* **YOUR TASK**
Tally the lines in the rows below that contain the string "tree", where case counts. Reply with only the number.

* **STORED DATA**
________________________
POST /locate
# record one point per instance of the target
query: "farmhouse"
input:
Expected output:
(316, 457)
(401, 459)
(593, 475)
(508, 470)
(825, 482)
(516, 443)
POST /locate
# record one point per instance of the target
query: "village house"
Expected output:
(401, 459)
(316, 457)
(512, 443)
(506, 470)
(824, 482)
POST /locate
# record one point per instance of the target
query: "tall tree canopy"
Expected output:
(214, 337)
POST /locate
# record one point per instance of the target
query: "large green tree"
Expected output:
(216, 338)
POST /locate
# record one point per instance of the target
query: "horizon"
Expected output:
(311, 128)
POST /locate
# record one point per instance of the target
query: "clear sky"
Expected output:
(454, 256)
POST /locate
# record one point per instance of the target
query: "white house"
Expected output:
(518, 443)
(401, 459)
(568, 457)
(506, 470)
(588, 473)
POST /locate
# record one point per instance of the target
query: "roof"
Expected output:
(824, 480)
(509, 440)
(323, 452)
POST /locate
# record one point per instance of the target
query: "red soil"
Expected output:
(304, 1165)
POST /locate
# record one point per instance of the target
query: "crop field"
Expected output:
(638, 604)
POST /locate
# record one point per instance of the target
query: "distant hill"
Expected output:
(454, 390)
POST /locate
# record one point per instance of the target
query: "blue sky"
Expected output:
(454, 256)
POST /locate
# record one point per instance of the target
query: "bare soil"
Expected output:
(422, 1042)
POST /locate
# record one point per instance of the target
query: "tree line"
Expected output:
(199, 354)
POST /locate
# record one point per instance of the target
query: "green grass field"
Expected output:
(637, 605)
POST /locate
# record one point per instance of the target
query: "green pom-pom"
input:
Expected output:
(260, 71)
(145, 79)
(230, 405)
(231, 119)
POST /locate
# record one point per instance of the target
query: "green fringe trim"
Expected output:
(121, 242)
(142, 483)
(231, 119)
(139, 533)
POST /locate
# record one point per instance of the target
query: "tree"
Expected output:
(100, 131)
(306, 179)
________________________
* **COMPLETE OUTPUT**
4